▶ TASK GOAL
Everything in the listing beneath must be transcribed exactly.

▶ PROVIDED MATERIAL

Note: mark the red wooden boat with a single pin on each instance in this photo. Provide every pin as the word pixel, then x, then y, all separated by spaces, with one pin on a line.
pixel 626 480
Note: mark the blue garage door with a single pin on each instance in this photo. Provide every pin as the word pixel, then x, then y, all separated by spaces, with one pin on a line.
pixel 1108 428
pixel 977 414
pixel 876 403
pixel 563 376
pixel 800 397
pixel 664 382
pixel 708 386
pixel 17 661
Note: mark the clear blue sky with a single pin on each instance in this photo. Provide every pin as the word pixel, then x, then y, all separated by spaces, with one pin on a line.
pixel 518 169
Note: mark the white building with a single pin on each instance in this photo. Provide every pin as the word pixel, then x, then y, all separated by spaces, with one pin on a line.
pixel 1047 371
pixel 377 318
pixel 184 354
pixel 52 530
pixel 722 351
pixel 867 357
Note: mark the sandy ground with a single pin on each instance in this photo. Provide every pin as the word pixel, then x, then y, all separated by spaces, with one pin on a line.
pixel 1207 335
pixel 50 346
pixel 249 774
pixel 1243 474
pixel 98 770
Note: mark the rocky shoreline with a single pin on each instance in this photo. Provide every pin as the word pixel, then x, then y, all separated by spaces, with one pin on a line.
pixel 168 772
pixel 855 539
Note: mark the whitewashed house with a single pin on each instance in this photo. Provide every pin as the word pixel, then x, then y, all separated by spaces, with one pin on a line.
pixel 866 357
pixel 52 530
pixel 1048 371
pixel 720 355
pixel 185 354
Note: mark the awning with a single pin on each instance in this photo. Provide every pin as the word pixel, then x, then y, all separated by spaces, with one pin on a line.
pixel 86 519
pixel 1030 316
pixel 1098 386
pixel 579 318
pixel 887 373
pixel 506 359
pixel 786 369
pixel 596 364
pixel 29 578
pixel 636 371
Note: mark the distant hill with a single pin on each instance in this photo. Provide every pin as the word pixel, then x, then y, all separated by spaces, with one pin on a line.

▶ PROBLEM SOLUTION
Note: mark the red wooden boat with a single pin on each instance in this photo. Provide every pin as the word pixel, then x, then y, all separated by spaces, with one pin on a line.
pixel 626 480
Note: mark the blue garage door with a single pin on each instance in this photo. Provide every pin as the word pixel, then x, then y, all separated by spaces, with one pin on a line.
pixel 1108 428
pixel 977 414
pixel 876 403
pixel 563 376
pixel 800 397
pixel 664 382
pixel 708 386
pixel 17 661
Note: mark the clear blue sky with a single pin on each instance in this photo. Provide every pin as the word pixel, then x, then y, all separated by spaces, with one pin on a line.
pixel 518 169
Note: mark the white building with a single pin on each instance in this photo. Provide every pin as the word pixel, then x, then y, all separated by spaces, with one pin on a line.
pixel 1047 371
pixel 377 318
pixel 184 354
pixel 52 530
pixel 722 351
pixel 867 357
Note: mark the sandy ground with a single pin on each instance in this photo. Provide every pin as the word pixel, then x, then y, all separated by spaces, with one pin on a line.
pixel 1207 335
pixel 50 346
pixel 249 774
pixel 1243 474
pixel 98 770
Note: mark the rocky shoreline with a single pin on each instance in this photo. Provide every pin as the word pixel, then x, then y, all separated by spaces, with one pin on a line.
pixel 168 772
pixel 855 539
Note: mark the whitewashed house with a single pin on each instance in this photo. Provide every pin as the word pixel, then x, then y, all separated by spaces, with one pin on a line.
pixel 866 357
pixel 52 530
pixel 1048 371
pixel 720 355
pixel 185 354
Note: mark the awning with a single pin on each instance in this photo. Provide every pin as the word pixel, then x, then y, all separated by spaces, with one pin on a line.
pixel 86 519
pixel 1030 316
pixel 1098 386
pixel 579 318
pixel 887 373
pixel 506 359
pixel 786 369
pixel 596 364
pixel 29 578
pixel 636 371
Note: mark the distant hill with a single pin on each instance in this photo. Provide every pin as the word pixel, then x, then y, all separated by spaces, with one pin on a line.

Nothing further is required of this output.